State how many lines below contain the string "mountain", treating uppercase and lowercase letters as different. Give only the number.
-- BEGIN Data supplied --
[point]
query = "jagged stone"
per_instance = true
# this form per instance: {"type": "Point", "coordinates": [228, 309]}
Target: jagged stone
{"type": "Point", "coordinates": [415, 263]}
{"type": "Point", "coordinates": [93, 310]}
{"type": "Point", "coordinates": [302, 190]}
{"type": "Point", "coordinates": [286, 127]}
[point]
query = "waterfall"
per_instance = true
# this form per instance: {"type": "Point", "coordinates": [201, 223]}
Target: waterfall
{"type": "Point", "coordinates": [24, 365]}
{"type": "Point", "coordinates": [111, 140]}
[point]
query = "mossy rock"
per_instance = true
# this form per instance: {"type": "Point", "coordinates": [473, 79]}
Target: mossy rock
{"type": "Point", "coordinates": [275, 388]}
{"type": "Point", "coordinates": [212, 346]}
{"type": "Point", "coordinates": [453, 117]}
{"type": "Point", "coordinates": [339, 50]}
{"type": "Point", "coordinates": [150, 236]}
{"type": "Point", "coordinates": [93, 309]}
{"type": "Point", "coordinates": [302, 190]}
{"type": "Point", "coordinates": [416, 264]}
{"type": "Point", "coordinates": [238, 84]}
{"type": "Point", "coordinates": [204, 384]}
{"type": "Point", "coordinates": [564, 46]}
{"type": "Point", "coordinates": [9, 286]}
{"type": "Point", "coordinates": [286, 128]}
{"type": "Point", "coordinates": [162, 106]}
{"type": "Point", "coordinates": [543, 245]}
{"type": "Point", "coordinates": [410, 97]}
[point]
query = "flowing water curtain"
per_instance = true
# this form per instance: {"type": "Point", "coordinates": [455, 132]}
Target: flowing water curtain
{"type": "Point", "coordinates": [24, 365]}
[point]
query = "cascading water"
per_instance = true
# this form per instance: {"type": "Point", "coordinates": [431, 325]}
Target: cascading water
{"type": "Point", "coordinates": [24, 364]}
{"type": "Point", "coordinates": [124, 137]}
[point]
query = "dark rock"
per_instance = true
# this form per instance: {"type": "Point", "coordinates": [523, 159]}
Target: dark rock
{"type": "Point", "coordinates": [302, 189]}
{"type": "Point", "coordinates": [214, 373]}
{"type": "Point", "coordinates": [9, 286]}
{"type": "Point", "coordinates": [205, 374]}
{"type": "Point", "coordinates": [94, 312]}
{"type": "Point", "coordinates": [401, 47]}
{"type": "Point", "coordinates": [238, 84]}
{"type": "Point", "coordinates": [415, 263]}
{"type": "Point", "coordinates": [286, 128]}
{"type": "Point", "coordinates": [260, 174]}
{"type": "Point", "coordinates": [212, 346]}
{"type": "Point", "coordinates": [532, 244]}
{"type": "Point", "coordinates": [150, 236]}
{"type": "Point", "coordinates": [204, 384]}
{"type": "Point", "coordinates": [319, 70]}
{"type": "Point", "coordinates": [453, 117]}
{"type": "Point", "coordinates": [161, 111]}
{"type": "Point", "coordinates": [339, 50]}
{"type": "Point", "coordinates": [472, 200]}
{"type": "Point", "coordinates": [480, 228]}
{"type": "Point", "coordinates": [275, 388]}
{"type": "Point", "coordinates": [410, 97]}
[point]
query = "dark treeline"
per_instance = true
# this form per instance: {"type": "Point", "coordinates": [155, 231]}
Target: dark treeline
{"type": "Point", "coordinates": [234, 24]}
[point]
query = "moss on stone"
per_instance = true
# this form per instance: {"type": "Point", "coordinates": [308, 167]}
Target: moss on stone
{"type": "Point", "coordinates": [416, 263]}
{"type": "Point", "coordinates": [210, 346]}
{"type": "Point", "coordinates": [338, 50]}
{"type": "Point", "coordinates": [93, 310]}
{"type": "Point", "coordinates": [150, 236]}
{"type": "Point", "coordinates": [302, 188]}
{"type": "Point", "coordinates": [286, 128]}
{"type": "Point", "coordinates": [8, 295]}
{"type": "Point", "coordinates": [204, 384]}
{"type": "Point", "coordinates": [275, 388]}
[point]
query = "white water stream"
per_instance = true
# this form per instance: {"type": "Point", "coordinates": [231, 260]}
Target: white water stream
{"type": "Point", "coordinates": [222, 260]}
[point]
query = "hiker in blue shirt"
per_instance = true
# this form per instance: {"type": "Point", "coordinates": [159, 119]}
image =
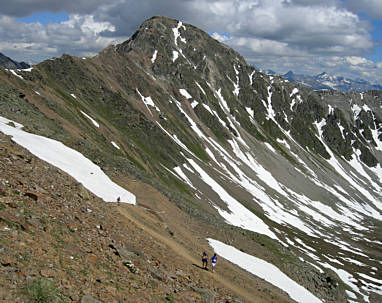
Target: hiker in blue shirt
{"type": "Point", "coordinates": [204, 260]}
{"type": "Point", "coordinates": [214, 259]}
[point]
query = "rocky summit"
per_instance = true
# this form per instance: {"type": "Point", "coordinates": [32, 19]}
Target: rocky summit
{"type": "Point", "coordinates": [284, 183]}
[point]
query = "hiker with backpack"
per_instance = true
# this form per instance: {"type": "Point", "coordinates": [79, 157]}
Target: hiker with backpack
{"type": "Point", "coordinates": [204, 260]}
{"type": "Point", "coordinates": [214, 259]}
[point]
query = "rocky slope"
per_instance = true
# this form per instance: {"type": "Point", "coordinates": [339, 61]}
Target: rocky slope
{"type": "Point", "coordinates": [276, 170]}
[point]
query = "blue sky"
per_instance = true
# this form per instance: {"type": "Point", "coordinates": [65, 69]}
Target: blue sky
{"type": "Point", "coordinates": [341, 37]}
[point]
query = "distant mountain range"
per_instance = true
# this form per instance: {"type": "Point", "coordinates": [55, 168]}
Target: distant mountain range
{"type": "Point", "coordinates": [8, 63]}
{"type": "Point", "coordinates": [324, 81]}
{"type": "Point", "coordinates": [221, 158]}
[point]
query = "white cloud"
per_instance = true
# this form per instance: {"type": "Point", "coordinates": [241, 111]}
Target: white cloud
{"type": "Point", "coordinates": [353, 60]}
{"type": "Point", "coordinates": [305, 34]}
{"type": "Point", "coordinates": [221, 38]}
{"type": "Point", "coordinates": [371, 7]}
{"type": "Point", "coordinates": [80, 36]}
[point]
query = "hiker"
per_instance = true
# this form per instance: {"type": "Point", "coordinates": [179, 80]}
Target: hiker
{"type": "Point", "coordinates": [214, 259]}
{"type": "Point", "coordinates": [204, 260]}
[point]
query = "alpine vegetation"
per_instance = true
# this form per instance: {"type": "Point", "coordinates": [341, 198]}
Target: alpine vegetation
{"type": "Point", "coordinates": [271, 175]}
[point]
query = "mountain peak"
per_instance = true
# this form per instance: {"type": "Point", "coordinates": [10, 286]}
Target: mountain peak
{"type": "Point", "coordinates": [8, 63]}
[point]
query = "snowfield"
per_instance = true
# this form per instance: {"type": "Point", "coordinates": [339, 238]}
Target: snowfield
{"type": "Point", "coordinates": [70, 161]}
{"type": "Point", "coordinates": [264, 270]}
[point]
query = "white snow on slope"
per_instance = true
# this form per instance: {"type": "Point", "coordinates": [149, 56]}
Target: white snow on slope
{"type": "Point", "coordinates": [223, 102]}
{"type": "Point", "coordinates": [347, 278]}
{"type": "Point", "coordinates": [114, 144]}
{"type": "Point", "coordinates": [356, 110]}
{"type": "Point", "coordinates": [174, 138]}
{"type": "Point", "coordinates": [294, 91]}
{"type": "Point", "coordinates": [175, 55]}
{"type": "Point", "coordinates": [177, 33]}
{"type": "Point", "coordinates": [26, 69]}
{"type": "Point", "coordinates": [194, 103]}
{"type": "Point", "coordinates": [238, 215]}
{"type": "Point", "coordinates": [71, 162]}
{"type": "Point", "coordinates": [154, 57]}
{"type": "Point", "coordinates": [250, 112]}
{"type": "Point", "coordinates": [201, 88]}
{"type": "Point", "coordinates": [7, 121]}
{"type": "Point", "coordinates": [95, 123]}
{"type": "Point", "coordinates": [251, 77]}
{"type": "Point", "coordinates": [211, 112]}
{"type": "Point", "coordinates": [264, 270]}
{"type": "Point", "coordinates": [337, 166]}
{"type": "Point", "coordinates": [185, 93]}
{"type": "Point", "coordinates": [181, 174]}
{"type": "Point", "coordinates": [148, 101]}
{"type": "Point", "coordinates": [14, 73]}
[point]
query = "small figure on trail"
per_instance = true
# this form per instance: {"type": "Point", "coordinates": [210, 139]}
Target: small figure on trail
{"type": "Point", "coordinates": [214, 259]}
{"type": "Point", "coordinates": [204, 260]}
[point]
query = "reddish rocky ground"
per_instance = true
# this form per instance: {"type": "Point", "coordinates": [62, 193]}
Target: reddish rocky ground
{"type": "Point", "coordinates": [51, 228]}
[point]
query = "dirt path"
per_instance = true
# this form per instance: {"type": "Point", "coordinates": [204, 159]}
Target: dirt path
{"type": "Point", "coordinates": [182, 252]}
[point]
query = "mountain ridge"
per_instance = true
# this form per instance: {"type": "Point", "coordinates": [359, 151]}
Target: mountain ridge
{"type": "Point", "coordinates": [7, 62]}
{"type": "Point", "coordinates": [206, 129]}
{"type": "Point", "coordinates": [324, 81]}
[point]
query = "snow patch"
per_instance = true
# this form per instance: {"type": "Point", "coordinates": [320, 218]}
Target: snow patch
{"type": "Point", "coordinates": [95, 123]}
{"type": "Point", "coordinates": [238, 215]}
{"type": "Point", "coordinates": [115, 144]}
{"type": "Point", "coordinates": [154, 57]}
{"type": "Point", "coordinates": [72, 162]}
{"type": "Point", "coordinates": [185, 93]}
{"type": "Point", "coordinates": [264, 270]}
{"type": "Point", "coordinates": [175, 55]}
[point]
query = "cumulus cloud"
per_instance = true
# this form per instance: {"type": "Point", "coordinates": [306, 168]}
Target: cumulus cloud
{"type": "Point", "coordinates": [306, 34]}
{"type": "Point", "coordinates": [371, 7]}
{"type": "Point", "coordinates": [22, 8]}
{"type": "Point", "coordinates": [80, 36]}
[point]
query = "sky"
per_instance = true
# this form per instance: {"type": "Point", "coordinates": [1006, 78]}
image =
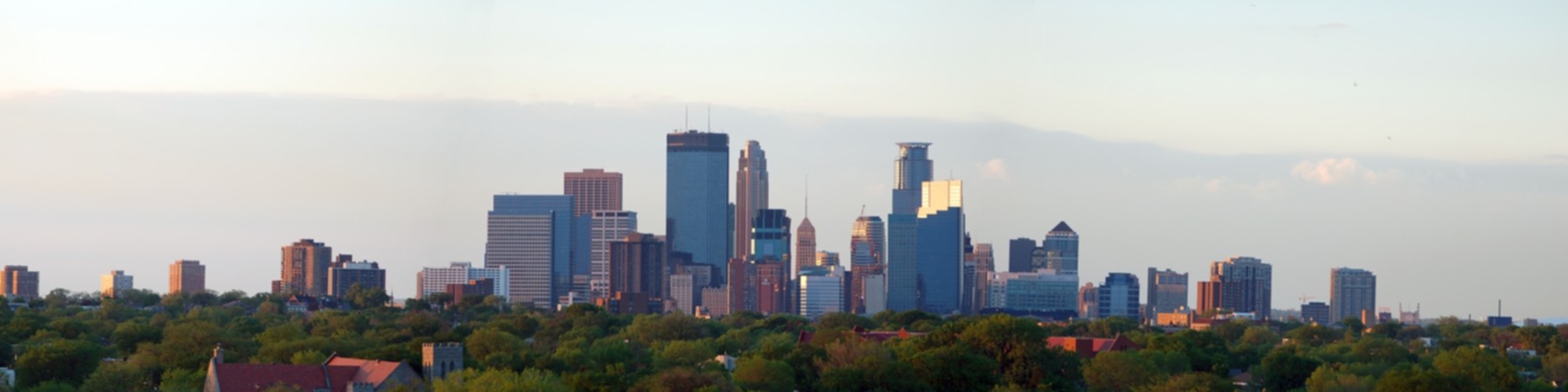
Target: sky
{"type": "Point", "coordinates": [1424, 141]}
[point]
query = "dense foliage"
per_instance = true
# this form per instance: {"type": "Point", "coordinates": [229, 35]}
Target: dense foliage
{"type": "Point", "coordinates": [148, 342]}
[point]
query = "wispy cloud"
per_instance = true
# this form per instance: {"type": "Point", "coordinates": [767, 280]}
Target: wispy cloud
{"type": "Point", "coordinates": [1332, 172]}
{"type": "Point", "coordinates": [993, 170]}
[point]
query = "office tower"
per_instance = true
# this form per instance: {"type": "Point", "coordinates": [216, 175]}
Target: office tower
{"type": "Point", "coordinates": [681, 294]}
{"type": "Point", "coordinates": [979, 267]}
{"type": "Point", "coordinates": [752, 192]}
{"type": "Point", "coordinates": [909, 172]}
{"type": "Point", "coordinates": [605, 226]}
{"type": "Point", "coordinates": [821, 290]}
{"type": "Point", "coordinates": [868, 240]}
{"type": "Point", "coordinates": [1167, 292]}
{"type": "Point", "coordinates": [1119, 297]}
{"type": "Point", "coordinates": [1238, 284]}
{"type": "Point", "coordinates": [1350, 292]}
{"type": "Point", "coordinates": [435, 280]}
{"type": "Point", "coordinates": [697, 198]}
{"type": "Point", "coordinates": [941, 247]}
{"type": "Point", "coordinates": [637, 266]}
{"type": "Point", "coordinates": [115, 281]}
{"type": "Point", "coordinates": [825, 259]}
{"type": "Point", "coordinates": [1019, 254]}
{"type": "Point", "coordinates": [305, 267]}
{"type": "Point", "coordinates": [1317, 313]}
{"type": "Point", "coordinates": [593, 190]}
{"type": "Point", "coordinates": [345, 274]}
{"type": "Point", "coordinates": [1042, 290]}
{"type": "Point", "coordinates": [1089, 301]}
{"type": "Point", "coordinates": [187, 276]}
{"type": "Point", "coordinates": [19, 281]}
{"type": "Point", "coordinates": [532, 235]}
{"type": "Point", "coordinates": [1062, 250]}
{"type": "Point", "coordinates": [807, 247]}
-- END Data supplied --
■ **Final answer**: 6